> [Exercícios propostos]:
A. Enumere as seis dimensões da ação pastoral que o texto sobre a ação pastoral no Brasil apresenta.
B. Dê sequência ao texto sobre a ação pastoral no Brasil a partir do ponto em que ele termina.

> [Trecho do texto]:
====
Autor: Pe. Dr. José Donisete

* Este artigo faz parte da TESE de DOUTORADO intitulada

O Sacramento do Matrimonio segundo o Cânon 1055, § 1 e sua Aplicabilidade Pastoral no Brasil.

A ação Pastoral no Brasil situa-se no processo de planejamento iniciado em 1962 com o Plano de Emergência[1].

O papel essencial na formação da nova mentalidade pastoral, especialmente pela introdução de uma nova sistemática em termos de planejamento e de colegialidade, deve ser atribuído às atividades da Conferência Nacional dos Bispos do Brasil (CNBB), tanto em nível nacional como regional, e particularmente no "Plano de Pastoral de Conjunto" e "Planos Bienais" da CNBB no processo de renovação pastoral estão suas Assembléias (oito entre 1965 e 1974, contra seis entre 1953 e 1964), seus documentos e suas inúmeras atividades nacionais, enquanto os Secretariados Regionais vem estendendo aos vários níveis eclesiais e revelando-se instrumento qualificado e o seu quadro de referencia é o conjunto das seis linhas ou dimensões da ação Pastoral que são, em sua totalidade e integração recíproca, o elemento constitutivo da vida cristã pessoal e comunitária: A Dimensão Comunitária e Participativa; Missionária; Catequética; Litúrgica; Ecumênica e de Diálogo Religioso; Profética e Transformadora. Essas linhas ou dimensões se concretizam em realidades humanas, históricas e bem definidas, que constituem as situações pastorais.

Em vista dos desafios da ação Pastoral em ser coerente com o espírito de comunhão e co-responsabilidade, no papel decisivo em promover e organizar a evangelização de adultos, tendo em vista na educação permanente da fé. Ao longo de sua historia, a CNBB em quase todos os seus documentos apresenta o binômio: família-matrimônio, como aquela preocupação do pastor com seu rebanho, trazendo presente sempre um aspecto ou outro sobre a realidade familiar e matrimonial nos diversos documentos publicados.
====
> [Linhas extraídas]:

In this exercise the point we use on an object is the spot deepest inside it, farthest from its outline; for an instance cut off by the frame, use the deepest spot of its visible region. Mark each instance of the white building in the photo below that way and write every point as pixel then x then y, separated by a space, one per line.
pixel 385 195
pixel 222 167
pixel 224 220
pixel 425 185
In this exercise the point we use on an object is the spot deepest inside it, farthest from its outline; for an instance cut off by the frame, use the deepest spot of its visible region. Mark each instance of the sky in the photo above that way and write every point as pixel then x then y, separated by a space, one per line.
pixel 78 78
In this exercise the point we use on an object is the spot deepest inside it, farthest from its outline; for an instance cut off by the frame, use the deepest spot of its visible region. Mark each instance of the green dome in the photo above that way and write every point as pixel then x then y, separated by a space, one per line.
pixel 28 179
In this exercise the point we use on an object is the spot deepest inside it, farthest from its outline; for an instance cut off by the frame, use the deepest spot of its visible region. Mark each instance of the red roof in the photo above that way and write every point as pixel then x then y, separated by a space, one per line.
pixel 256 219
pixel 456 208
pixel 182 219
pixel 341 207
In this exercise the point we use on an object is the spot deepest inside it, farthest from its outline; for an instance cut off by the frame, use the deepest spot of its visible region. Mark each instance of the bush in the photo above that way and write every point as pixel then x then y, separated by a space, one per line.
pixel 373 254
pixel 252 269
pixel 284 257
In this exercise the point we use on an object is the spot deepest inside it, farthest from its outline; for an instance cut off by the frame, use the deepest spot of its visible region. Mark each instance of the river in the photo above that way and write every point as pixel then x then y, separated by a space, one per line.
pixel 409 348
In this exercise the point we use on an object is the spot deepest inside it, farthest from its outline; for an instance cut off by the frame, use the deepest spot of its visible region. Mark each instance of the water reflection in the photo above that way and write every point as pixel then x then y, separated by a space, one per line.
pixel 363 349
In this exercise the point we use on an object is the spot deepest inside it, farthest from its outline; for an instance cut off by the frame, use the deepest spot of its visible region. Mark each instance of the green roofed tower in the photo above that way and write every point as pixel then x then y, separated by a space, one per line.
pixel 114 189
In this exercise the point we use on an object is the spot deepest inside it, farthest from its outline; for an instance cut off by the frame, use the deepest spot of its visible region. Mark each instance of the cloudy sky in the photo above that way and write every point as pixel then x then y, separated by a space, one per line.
====
> [Respostas esperadas]:
A.
- A Dimensão Comunitária e Participativa
- Missionária
- Catequética
- Litúrgica
- Ecumênica e de Diálogo Religioso
- Profética e Transformadora

B.
Destacamos dois documentos fundamentais: o primeiro é o n° 12 as Orientações Pastorais sobre o Matrimônio, publicado em 1978. O segundo de 2004, a 42ª Assembléia da CNBB aprovou o Diretório da Pastoral Familiar. A Conferencia Episcopal quis, dessa forma, afirmar a missão que é própria dos bispos, no que se refere à família: fazer com que sejam sustentados e defendidos os valores do matrimônio na sociedade civil, através de justas decisões políticas e econômicas; no âmbito da comunidade cristã, incentivar e orientar a preparação adequada para o matrimônio cristão e para a vida familiar[2].

A promoção da família deve estender-se desde a preocupação com a preparação remota, próxima, e imediata para o matrimônio até o acompanhamento da vida familiar em todas as suas dimensões[3].

A evangelização de adultos entre as atividades propostas se desenvolve a preparação próxima para o sacramento do matrimônio e o acompanhamento pós-matrimonial[4].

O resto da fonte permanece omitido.